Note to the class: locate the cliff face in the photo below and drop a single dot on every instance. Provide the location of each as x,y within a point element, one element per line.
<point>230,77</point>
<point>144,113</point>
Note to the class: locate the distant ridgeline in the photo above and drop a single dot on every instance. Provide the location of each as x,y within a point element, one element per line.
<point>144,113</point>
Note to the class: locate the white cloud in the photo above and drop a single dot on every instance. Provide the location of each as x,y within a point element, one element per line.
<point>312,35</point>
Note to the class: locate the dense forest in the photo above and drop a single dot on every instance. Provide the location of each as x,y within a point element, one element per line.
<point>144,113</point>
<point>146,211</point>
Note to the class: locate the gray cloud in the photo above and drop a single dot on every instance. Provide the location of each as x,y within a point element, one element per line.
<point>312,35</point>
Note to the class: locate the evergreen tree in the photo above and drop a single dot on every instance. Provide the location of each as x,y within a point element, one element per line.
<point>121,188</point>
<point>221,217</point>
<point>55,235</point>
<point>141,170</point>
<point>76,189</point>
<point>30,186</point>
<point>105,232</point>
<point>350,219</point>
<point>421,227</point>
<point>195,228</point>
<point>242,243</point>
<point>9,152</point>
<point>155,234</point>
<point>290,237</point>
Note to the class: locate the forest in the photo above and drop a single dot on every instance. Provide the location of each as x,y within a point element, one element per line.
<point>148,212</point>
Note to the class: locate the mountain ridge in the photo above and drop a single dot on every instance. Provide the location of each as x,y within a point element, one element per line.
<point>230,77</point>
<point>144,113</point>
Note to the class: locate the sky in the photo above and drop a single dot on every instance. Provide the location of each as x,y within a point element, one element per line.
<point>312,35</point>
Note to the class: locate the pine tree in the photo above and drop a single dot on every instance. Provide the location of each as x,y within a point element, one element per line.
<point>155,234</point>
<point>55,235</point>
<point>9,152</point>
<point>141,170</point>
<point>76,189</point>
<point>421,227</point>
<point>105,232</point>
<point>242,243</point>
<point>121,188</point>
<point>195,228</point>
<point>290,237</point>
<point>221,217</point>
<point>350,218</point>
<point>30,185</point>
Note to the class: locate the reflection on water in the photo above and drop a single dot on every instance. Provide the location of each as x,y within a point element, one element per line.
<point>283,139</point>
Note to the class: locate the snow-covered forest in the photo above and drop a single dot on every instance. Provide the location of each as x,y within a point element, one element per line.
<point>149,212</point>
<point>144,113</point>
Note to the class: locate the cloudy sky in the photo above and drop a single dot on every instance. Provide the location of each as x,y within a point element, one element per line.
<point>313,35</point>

_ _ _ _ _ _ _

What is needed
From the first line to the last, copy the data exactly.

Answer to the exercise
Note to the class: locate the cliff face in the photo below and drop a single dot on every instance. Provide the location of each as x,y within a point element, one element per line.
<point>230,77</point>
<point>144,113</point>
Note to the class: locate the distant ridgeline in the photo above and drop a single dot on every instance. Provide the location of each as x,y within a point element, one element per line.
<point>144,113</point>
Note to the class: locate the white cloud in the photo above and drop a single dot on every instance. Provide the location of each as x,y within a point element, one element per line.
<point>312,35</point>
Note to the class: locate the dense forest in the photo above and drop a single dot on every instance. Provide the location of each as x,y within a point element, one element per line.
<point>144,113</point>
<point>146,211</point>
Note to the class: locate the gray cloud in the photo above and drop a single dot on every instance. Provide the location of each as x,y within a point element, one element per line.
<point>312,35</point>
Note to the class: locate the evergreen tree in the photo above and drop a single dot on every instance. Provide the location of each as x,y within a point element, one element per line.
<point>121,188</point>
<point>221,217</point>
<point>55,235</point>
<point>141,170</point>
<point>76,189</point>
<point>30,186</point>
<point>105,232</point>
<point>350,219</point>
<point>421,227</point>
<point>195,228</point>
<point>242,243</point>
<point>9,152</point>
<point>155,234</point>
<point>290,237</point>
Note to the class: locate the forest in the photo above and drop a single dot on every instance. Provide the location of each as x,y within a point element, one element per line.
<point>148,212</point>
Note to the class: locate the mountain ridge in the photo above and drop a single dot on every instance. Provide the location of each as x,y within a point element, one element per line.
<point>230,77</point>
<point>144,113</point>
Note to the class: locate the sky in the photo above and drop a single dot on every instance. Provide the location of each as x,y within a point element, one element per line.
<point>312,35</point>
Note to the class: locate the pine tree in the photo above and drop a single dot on every instance. Provide the location of each as x,y within a point element, one element per line.
<point>155,234</point>
<point>55,235</point>
<point>9,152</point>
<point>141,170</point>
<point>76,189</point>
<point>421,227</point>
<point>105,232</point>
<point>242,243</point>
<point>121,188</point>
<point>195,228</point>
<point>290,237</point>
<point>221,217</point>
<point>350,218</point>
<point>30,185</point>
Note to the class: locate the reflection on water in the photo above and drop a single dot on every instance. Provide the location of each as x,y within a point element, one element per line.
<point>283,139</point>
Note to the class: locate the snow-covered forest in the photo above and drop a single dot on every instance. Provide the location of each as x,y within a point element, one element per line.
<point>149,212</point>
<point>144,113</point>
Note to the class: locate the cloudy sky in the photo above and drop a single dot on every instance. Provide the location of each as x,y within a point element, one element per line.
<point>313,35</point>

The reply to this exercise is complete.